Task set:
#1 In the Cordova email thread, repeat word for word the stretch from "We are also" through "links and attachments.".
#2 Answer these questions from the Cordova email thread:
(a) Which file holds the preference that controls whether self-signed certificates are accepted?
(b) Which cordova-ios version is the most recent one Monaca gives access to?
(c) How does Mathias's team set up its self-signed certificate for testing?

Supplied text:
+ + + + +

RE: Hello Cordova team

Posted by Julien Lamure <ju...@nexjhealth.com>.
Hi Mathias,

With this feature, we don't need to do anything on the device to be able to access web resources hosted on a server that uses self-signed certificates.
As I said in a previous message, making the device accept or not untrusted certificates is controlled by a preference in the config.xml file. Then, the corresponding Objective-C code controlled by the preference intercepts the HTTPS request right when iOS evaluates the certificate and dynamically adds an exception so that all certificates get accepted.
We configure this preference at build time so that our development versions can accept the self-signed certificates used by our developers local VMs, and it's disabled for our production builds.
It's basically working the same way as this Oracle plugin: https://github.com/oracle/cordova-plugin-wkwebview-file-xhr#configuration
However, when I tried to use the Oracle plugin for our app, I never managed to make it work properly, so I ended up adding the same mechanics to cordova-plugin-wkwebview-engine so that it could accept all certificates as well.

Cheers,
Julien

-----Original Message-----
From: Scheffe, Mathias <ma...@accenture.com.INVALID> 
Sent: December 22, 2020 1:47 AM
To: dev@cordova.apache.org
Subject: Re: Hello Cordova team

CAUTION: This email came from outside NexJ. Do not click links or open attachments unless you recognize the sender and know the contents are safe.

Hi,

@Julien: Can you detail your feature a bit more?
We are also using self-signed certificates for testing. We are working with the Cordova standard and install our self-signed certificate on the testing iOS devices as trusted root certificate. Then everything works out of the box. Which additional features does your extension bring?

Kind regards,
Mathias

From: Julien Lamure <ju...@nexjhealth.com>
Date: Saturday, 19. December 2020 at 00:21
To: dev@cordova.apache.org <de...@cordova.apache.org>
Subject: [External] RE: Hello Cordova team This message is from an EXTERNAL SENDER - be CAUTIOUS, particularly with links and attachments.

Hi Norman,

You're right, it would totally make sense to have this directly built in cordova-ios@6.
I had to add this feature to cordova-plugin-wkwebview-engine because we're using Monaca to build our app and cordova-ios@5.1.1 is the most recent version they give us access to for the moment.
And I totally agree that allowing self-signed certificates is a big no-go for release builds, our automated build processes make sure it's only available for developer builds (accepting or refusing self-signed certificates is controlled by a preference in the config.xml file).

+ + + + +

Extracted data:
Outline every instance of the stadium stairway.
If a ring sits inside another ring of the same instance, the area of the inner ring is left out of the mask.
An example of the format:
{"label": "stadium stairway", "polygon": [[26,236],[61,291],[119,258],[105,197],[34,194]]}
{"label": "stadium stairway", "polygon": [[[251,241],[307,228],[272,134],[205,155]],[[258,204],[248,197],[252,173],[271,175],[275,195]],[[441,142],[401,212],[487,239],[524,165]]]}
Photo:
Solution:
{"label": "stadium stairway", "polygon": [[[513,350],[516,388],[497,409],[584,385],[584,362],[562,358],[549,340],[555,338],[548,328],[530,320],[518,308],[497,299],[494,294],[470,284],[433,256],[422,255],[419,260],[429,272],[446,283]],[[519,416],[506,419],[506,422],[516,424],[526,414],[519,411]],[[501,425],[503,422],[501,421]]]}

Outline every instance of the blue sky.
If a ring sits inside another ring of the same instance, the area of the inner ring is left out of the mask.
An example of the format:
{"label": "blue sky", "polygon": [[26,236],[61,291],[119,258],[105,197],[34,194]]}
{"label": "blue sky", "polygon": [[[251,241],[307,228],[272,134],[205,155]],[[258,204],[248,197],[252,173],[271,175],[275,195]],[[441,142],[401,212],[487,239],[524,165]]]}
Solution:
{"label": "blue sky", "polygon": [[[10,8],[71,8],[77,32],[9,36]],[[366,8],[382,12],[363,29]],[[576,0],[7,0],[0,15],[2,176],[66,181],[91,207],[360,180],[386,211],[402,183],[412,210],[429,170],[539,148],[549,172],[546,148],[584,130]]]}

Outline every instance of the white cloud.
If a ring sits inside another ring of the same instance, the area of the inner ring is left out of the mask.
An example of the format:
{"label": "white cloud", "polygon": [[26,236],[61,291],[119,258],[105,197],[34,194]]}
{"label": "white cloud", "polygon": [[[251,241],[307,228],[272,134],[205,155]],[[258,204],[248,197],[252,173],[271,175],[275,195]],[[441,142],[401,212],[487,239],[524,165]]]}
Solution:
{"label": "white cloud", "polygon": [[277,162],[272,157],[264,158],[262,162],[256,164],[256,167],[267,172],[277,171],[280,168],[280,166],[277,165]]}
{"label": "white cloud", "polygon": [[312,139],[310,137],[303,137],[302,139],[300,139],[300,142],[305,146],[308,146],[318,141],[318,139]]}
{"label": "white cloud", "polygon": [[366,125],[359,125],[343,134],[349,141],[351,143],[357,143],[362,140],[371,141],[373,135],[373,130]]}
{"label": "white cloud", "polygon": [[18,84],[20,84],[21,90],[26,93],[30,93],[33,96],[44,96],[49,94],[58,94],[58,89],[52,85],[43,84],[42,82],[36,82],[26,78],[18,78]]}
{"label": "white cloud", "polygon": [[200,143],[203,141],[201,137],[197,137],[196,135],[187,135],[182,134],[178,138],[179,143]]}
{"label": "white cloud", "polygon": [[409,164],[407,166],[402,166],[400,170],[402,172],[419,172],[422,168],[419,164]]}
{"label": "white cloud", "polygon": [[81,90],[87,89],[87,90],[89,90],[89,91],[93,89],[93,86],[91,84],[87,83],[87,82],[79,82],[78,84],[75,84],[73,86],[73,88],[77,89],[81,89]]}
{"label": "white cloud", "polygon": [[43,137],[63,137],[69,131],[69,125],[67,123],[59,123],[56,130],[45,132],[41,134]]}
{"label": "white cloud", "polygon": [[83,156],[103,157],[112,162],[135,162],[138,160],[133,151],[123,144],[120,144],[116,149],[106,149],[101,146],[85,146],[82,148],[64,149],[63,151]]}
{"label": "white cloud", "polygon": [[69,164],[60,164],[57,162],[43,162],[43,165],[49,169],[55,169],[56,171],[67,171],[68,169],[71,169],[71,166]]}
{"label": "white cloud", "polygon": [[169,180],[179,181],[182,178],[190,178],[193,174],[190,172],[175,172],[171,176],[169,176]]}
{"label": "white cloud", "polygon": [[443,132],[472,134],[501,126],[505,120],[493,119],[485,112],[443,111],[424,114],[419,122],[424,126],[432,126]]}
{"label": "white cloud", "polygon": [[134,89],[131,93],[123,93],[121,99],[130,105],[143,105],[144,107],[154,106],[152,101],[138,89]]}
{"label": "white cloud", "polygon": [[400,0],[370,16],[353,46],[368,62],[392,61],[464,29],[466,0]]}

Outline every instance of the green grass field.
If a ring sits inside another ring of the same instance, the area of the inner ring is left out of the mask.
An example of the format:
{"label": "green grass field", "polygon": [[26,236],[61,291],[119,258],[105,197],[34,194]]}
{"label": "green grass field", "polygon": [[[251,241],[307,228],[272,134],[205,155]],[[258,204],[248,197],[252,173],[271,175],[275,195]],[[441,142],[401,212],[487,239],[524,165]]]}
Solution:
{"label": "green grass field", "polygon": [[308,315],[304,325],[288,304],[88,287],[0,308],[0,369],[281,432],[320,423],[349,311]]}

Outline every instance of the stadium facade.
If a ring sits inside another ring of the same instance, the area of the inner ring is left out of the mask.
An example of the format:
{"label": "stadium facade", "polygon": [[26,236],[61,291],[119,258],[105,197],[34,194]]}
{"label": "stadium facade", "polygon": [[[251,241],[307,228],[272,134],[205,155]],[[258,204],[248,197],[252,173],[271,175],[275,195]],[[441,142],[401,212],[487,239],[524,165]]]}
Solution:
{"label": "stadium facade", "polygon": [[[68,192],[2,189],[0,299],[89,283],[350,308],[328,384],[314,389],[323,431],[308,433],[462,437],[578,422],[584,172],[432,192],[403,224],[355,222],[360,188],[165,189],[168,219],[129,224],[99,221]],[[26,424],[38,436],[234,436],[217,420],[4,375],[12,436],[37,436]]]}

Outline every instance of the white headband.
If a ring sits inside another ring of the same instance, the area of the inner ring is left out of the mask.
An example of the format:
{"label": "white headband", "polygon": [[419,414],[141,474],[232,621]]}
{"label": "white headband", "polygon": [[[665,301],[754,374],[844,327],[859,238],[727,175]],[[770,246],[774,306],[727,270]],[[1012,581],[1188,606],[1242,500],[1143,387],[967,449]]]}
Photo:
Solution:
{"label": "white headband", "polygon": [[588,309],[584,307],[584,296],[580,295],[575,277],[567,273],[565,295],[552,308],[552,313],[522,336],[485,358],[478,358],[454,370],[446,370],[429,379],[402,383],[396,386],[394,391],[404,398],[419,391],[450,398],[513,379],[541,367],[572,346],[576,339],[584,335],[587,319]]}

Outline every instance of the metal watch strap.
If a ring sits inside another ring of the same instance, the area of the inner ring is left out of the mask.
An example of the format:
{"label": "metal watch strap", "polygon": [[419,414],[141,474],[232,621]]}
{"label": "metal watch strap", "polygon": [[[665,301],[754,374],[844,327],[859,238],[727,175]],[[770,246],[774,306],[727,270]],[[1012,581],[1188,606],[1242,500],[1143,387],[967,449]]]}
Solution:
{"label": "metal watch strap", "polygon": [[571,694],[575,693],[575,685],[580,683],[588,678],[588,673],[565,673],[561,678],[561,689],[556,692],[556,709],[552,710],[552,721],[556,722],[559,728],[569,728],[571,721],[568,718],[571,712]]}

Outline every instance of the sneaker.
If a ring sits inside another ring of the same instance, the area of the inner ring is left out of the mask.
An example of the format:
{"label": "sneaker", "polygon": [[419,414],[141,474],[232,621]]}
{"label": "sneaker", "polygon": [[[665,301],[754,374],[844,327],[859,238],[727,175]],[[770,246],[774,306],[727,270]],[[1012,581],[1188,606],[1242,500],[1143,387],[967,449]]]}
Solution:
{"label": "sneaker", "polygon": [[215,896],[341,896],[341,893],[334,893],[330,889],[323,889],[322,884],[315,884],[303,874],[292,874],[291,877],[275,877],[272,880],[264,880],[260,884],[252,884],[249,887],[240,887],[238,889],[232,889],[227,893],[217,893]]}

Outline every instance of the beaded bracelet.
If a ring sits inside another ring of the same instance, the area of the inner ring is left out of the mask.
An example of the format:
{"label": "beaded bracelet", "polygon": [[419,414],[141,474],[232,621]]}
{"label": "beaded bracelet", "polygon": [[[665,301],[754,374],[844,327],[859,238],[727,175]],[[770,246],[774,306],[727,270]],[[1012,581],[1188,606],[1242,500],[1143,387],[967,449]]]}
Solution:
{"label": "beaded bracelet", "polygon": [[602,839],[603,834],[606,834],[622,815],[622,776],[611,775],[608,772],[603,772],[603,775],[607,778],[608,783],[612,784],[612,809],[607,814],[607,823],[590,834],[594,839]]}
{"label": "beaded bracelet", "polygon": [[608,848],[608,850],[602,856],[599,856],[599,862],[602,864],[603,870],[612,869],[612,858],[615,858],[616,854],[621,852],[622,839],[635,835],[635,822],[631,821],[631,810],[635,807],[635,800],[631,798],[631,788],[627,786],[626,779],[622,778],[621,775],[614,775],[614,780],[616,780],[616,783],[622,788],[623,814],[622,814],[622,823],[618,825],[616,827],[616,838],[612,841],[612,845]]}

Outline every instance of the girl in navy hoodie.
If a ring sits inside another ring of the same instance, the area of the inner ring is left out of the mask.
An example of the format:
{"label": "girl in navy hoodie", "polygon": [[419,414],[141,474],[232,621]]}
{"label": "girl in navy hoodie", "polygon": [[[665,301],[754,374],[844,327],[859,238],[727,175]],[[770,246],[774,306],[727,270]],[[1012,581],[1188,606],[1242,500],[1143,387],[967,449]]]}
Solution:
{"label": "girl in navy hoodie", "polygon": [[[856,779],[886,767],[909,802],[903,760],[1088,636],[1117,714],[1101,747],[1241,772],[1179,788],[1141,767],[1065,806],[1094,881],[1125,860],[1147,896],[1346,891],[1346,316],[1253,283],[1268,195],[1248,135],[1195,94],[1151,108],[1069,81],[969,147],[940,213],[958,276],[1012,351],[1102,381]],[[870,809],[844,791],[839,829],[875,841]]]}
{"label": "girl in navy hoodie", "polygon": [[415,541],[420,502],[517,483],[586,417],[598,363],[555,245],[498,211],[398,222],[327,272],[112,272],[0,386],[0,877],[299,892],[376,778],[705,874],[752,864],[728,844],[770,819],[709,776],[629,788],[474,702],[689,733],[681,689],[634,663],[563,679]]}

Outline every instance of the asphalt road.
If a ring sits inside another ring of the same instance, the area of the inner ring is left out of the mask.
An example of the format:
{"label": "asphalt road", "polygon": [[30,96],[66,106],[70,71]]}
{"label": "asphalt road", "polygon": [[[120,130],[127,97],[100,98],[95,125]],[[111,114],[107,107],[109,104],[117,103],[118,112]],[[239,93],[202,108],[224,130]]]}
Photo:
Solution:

+ + + + +

Set of answers:
#1
We are also using self-signed certificates for testing. We are working with the Cordova standard and install our self-signed certificate on the testing iOS devices as trusted root certificate. Then everything works out of the box. Which additional features does your extension bring?

Kind regards,
Mathias

From: Julien Lamure <ju...@nexjhealth.com>
Date: Saturday, 19. December 2020 at 00:21
To: dev@cordova.apache.org <de...@cordova.apache.org>
Subject: [External] RE: Hello Cordova team This message is from an EXTERNAL SENDER - be CAUTIOUS, particularly with links and attachments.

#2
(a) The config.xml file.
(b) cordova-ios@5.1.1.
(c) The team installs it on the testing iOS devices as a trusted root certificate.